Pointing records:
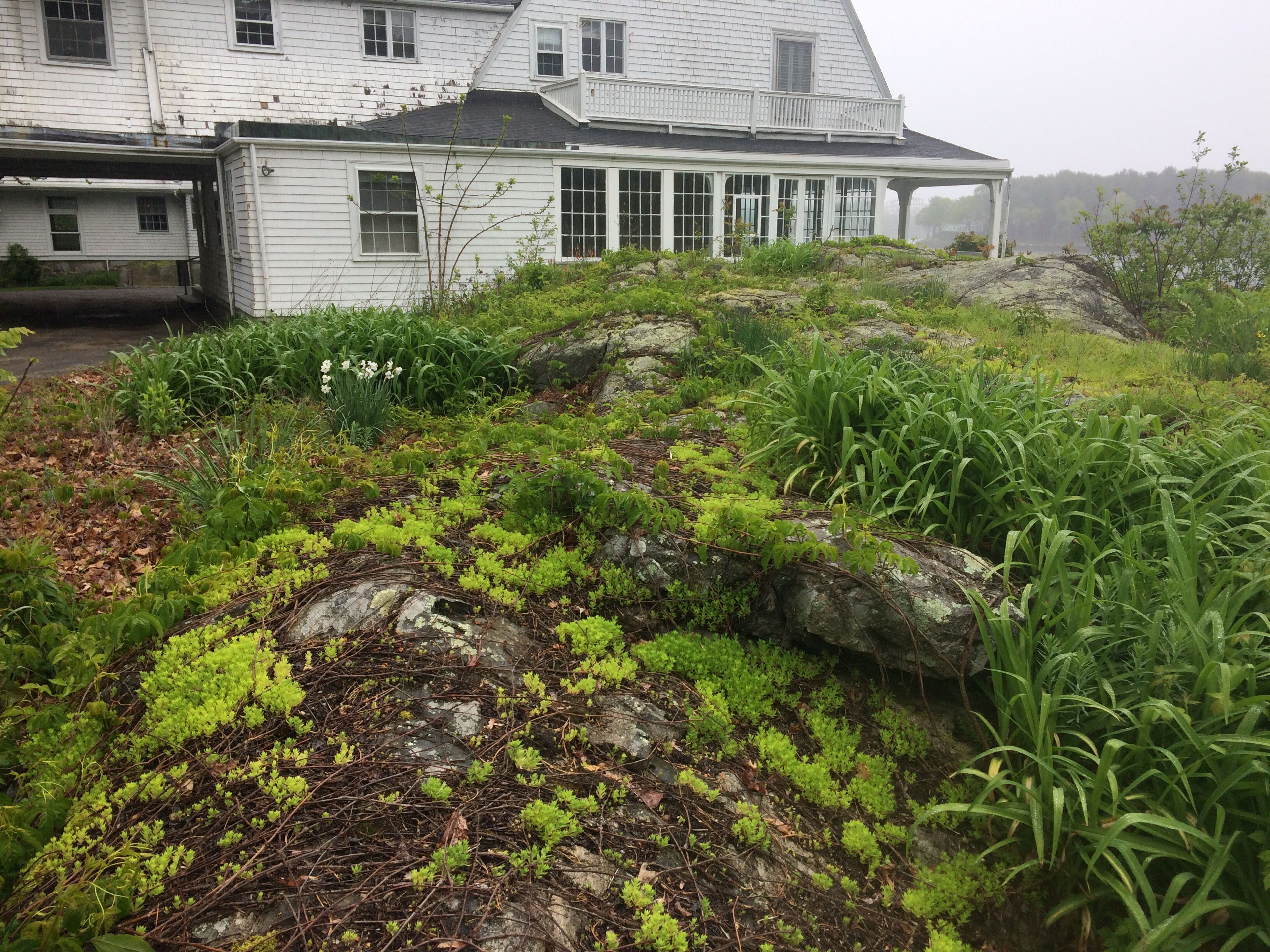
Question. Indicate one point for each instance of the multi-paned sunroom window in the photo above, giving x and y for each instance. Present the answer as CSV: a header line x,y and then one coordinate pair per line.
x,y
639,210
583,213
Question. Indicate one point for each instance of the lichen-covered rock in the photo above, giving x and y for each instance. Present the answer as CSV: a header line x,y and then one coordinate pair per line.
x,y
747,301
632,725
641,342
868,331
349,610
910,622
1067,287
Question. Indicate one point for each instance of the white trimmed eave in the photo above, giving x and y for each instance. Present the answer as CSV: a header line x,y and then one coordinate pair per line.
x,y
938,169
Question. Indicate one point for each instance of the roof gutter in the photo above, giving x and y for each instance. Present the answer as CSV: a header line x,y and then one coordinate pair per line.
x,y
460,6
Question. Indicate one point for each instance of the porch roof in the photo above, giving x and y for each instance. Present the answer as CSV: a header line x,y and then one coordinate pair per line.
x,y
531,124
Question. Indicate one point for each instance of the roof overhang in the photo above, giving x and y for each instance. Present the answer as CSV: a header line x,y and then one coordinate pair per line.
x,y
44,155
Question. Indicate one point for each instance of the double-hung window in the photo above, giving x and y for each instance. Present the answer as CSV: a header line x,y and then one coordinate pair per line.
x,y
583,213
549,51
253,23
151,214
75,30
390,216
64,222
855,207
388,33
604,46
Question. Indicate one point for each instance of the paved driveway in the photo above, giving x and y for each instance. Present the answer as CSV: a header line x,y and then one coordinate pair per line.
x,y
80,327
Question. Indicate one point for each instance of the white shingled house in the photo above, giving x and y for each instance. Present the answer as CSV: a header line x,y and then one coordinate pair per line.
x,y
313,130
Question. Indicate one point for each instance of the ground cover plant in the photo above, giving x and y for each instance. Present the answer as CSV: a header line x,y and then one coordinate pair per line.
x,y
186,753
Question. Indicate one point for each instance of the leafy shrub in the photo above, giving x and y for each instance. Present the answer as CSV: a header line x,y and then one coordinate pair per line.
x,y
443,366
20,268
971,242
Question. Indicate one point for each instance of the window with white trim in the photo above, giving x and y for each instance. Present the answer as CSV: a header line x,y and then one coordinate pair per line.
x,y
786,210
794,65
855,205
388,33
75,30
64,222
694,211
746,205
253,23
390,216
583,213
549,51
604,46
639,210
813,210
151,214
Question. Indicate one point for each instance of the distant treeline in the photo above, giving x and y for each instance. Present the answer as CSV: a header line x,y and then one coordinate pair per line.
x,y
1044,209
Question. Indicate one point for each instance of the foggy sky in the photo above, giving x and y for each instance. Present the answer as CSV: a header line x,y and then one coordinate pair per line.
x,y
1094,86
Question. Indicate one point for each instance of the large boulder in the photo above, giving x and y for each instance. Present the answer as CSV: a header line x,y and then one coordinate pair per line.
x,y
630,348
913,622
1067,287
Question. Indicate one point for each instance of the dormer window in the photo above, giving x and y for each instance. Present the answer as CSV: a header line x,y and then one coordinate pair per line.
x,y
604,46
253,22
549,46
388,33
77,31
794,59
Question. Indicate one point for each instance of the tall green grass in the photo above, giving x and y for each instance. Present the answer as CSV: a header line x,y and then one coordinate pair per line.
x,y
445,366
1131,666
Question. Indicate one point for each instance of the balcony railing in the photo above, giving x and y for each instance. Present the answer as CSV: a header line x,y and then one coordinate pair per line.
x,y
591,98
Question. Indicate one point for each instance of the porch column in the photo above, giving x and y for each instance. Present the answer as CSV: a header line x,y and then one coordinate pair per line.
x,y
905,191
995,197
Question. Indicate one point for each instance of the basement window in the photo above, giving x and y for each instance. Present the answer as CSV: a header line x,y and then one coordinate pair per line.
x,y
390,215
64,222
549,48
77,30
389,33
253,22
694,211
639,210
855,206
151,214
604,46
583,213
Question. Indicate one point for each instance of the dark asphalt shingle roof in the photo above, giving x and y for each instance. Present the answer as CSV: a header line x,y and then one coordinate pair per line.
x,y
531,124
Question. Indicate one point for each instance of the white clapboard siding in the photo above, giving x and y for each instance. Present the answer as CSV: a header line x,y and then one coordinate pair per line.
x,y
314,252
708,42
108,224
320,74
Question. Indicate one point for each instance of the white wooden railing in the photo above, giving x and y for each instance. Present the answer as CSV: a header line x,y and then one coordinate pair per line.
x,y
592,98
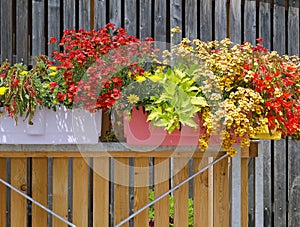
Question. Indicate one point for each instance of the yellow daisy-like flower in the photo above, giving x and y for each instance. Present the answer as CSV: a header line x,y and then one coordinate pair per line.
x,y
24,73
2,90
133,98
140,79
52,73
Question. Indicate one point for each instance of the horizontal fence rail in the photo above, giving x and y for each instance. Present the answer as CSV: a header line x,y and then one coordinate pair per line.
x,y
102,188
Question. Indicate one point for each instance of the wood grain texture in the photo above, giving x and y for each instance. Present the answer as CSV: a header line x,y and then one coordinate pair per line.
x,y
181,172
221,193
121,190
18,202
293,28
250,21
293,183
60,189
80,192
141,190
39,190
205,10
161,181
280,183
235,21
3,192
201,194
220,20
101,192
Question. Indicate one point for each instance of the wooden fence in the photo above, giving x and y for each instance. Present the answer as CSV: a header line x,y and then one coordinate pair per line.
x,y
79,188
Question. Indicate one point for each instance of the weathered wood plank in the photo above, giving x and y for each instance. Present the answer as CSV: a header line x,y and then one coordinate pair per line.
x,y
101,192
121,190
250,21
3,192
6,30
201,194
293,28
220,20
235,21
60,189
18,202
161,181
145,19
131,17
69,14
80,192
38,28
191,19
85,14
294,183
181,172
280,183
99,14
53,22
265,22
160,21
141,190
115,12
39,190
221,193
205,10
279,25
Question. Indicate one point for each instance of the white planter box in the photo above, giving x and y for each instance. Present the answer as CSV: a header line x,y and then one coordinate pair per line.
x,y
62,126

WRITTEN EXERCISE —
Repeat, character for character, the lines from the one that holds "Question. Indicate one point for each instance of the weathered" to the final line of the material, inclusive, and no other lines.

THE COMPLETED TASK —
Question. Indicate one point for each instance of the weathered wood plank in the photo above, giving x and y for each instance. Present the answer as CSV: a header line x,y and then one coordinate pair per line.
x,y
101,192
121,190
250,21
3,192
6,30
201,194
293,28
220,20
235,21
60,189
18,202
161,181
145,19
131,17
69,14
80,192
38,28
191,19
85,14
294,183
181,172
280,183
99,14
53,22
265,22
160,21
141,190
115,12
39,190
221,193
205,10
279,25
Question. Indicate one point for each instance of the white planter box in the photo above, giving x and y for each instance. Present the answer as CSV: a header line x,y and then one coordinate pair per line.
x,y
62,126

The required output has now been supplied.